ЗАДАНИЕ: Объясните по тексту о пролетариате западного мира, почему внутренний пролетариат существует везде, где сельские или городские народные массы чувствуют, что западная социальная система не дает им того, на что они имеют право. Уложитесь в одно–три предложения.

На внешнем пролетариате западного мира вряд ли стоит задерживаться, поскольку бывшие варвары были устранены не в результате истребления, а в результате перехода в ряды западного внутреннего пролетариата, который стал охватывать подавляющее большинство ныне живущего человечества. Таким образом, насильственно цивилизованные варвары фактически представляли собой один из самых малых отрядов, из которых состоял огромный внутренний пролетариат западного общества. Гораздо большую долю внесли выходцы из незападных цивилизаций, которые были уловлены в наброшенную на весь мир западную сеть. Третьей составляющей (наиболее несчастной и, следовательно, наиболее диссидентски настроенной) были deracines (утратившие свои корни) различного происхождения — как западного, так и незападного, которые подверглись различным степеням принуждения. Сюда входили потомки африканских негров-рабов, насильственно перевезенных через Атлантику, потомки индийских и китайских законтрактированных рабочих, чье переселение за море в действительности часто было столь же вынужденным, сколь и переселение африканских рабов. Были также и другие, которые были оторваны от своих корней, не переселяясь за море. Наиболее ужасающими примерами пролетаризации были «белые бедняки» на «старом Юге» Соединенных Штатов и в Южно-Африканском Союзе, которые опустились до социального уровня вывезенных своими более успешными собратьями или же местных африканских невольников. Однако в добавление ко всем этим известным злополучным группам можно было бы сказать о том, что везде, где были народные массы — сельские или городские, — которые чувствовали, что западная социальная система не дает им того, на что они имеют право, там существовал и внутренний пролетариат. Ибо наше определение «пролетариата» на всем протяжении данного «Исследования» было психологическим, и мы последовательно использовали его для обозначения тех, кто чувствовал, что более «не принадлежит» духовно к обществу, в которое оказался физически включен.

ИСХОДНЫЕ ДАННЫЕ:
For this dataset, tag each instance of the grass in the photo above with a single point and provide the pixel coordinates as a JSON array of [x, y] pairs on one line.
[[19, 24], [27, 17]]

ГОТОВОЕ РЕШЕНИЕ: Определение «пролетариата» на всем протяжении «Исследования» было психологическим. Им обозначают тех, кто чувствует, что духовно больше «не принадлежит» к обществу, в которое оказался физически включен. Поэтому любые массы с таким ощущением относятся к внутреннему пролетариату наряду с известными злополучными группами.